11. Pizza Hut, AppleBee's and Golden Corral

12. Cats especially pumas and kittens

13. Fashions from the 50s through the 70s


----------



## Dr. Feelgood (Jul 13, 2010)

I love:

1. coffee with chicory

2. the daily crossword in the _Guardian_

3. rabbits

4. ferns and cycads

5. old houses

6. old cars

7. old friends

8. Argentine tango

9. siesta

10. the way grass smells when it's just been cut


----------



## CarlaSixx (Jul 13, 2010)

I love:

... the smell of cut grass in the local parks. It's a particular sweet smell. Not like lawn grass.
... receiving things through snail mail.
... chocolate and pickles, and ice cream and pickles. Together.
... animals. All cute fuzzy creatures on the planet.
... my best friend.
... my gay friends.
... music to listen to that always matches my mood.
... the fact that even at my weight, I'm still healthy and not actually in pain.
... that I always get lucky at concerts and get within the first 5 rows. Every. Single. Time.
... my tattoos.
... Incense burning. Especially wood-like ones or fruity ones.
... taking pictures. I'm really a shutterbug.
... sleeping in the cold with a comforter on all year long.
... the sound of my puppy eating her kibble when everything else is quiet.
... when I can figure out what to artistically do as a project.
... taking long car rides just watching the scenery go by.

I guess I can stop there for now  lol.
........
Exercise instructions:
[1] Decide whether each statement agrees with the forum thread, and answer yes or no, quoting the thread's deciding words.
(a) Dr. Feelgood lists rabbits among the things loved.
(b) CarlaSixx says the cut grass in the local parks smells the same as lawn grass.
(c) CarlaSixx sleeps under a comforter only in the winter months.
[2] Answer these questions from the forum thread.
(a) Which publication's daily crossword does Dr. Feelgood love?
(b) Within how many rows does CarlaSixx say she gets at concerts?
(c) What span of decades do the fashions in item 13 cover?
The entries after the thread are not needed for anything here.
........
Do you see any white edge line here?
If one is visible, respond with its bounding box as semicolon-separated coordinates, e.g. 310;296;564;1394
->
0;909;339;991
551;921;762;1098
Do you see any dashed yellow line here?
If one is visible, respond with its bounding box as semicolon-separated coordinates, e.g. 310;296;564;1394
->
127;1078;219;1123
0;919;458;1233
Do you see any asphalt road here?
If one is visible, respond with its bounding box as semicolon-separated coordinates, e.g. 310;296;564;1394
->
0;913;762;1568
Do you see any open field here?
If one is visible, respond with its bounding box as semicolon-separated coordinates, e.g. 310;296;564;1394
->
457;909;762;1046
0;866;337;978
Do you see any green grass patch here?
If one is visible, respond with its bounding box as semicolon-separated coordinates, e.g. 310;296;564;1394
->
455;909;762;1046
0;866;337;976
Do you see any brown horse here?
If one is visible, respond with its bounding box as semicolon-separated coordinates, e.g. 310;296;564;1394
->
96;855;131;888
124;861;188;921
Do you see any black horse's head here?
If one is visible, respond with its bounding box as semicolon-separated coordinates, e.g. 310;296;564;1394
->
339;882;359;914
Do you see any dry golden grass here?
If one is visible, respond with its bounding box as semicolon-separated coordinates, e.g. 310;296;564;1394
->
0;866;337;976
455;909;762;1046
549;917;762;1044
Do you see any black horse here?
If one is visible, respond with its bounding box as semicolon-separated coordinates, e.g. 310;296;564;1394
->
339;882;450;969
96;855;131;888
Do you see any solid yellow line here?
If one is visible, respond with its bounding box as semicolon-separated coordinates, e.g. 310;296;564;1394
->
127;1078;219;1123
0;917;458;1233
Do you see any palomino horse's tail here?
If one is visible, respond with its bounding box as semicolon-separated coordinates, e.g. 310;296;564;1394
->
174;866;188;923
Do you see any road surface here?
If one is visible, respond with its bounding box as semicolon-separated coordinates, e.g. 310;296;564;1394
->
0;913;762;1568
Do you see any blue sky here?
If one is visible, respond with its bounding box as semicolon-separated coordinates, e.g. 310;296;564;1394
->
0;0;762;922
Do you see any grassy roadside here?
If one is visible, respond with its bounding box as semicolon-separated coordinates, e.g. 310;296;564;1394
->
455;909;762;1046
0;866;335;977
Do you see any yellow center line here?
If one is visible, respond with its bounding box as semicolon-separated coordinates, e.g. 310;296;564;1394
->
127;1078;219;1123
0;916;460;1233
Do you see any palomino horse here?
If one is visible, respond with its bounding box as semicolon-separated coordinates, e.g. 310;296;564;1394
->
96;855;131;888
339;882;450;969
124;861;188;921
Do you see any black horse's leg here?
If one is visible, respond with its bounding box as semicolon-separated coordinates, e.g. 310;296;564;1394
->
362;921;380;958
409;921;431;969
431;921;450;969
........
Complete answers:
[1]
(a) Yes: "3. rabbits"
(b) No: "Not like lawn grass."
(c) No: "sleeping in the cold with a comforter on all year long."

[2]
(a) The Guardian
(b) The first 5 rows
(c) The 50s through the 70s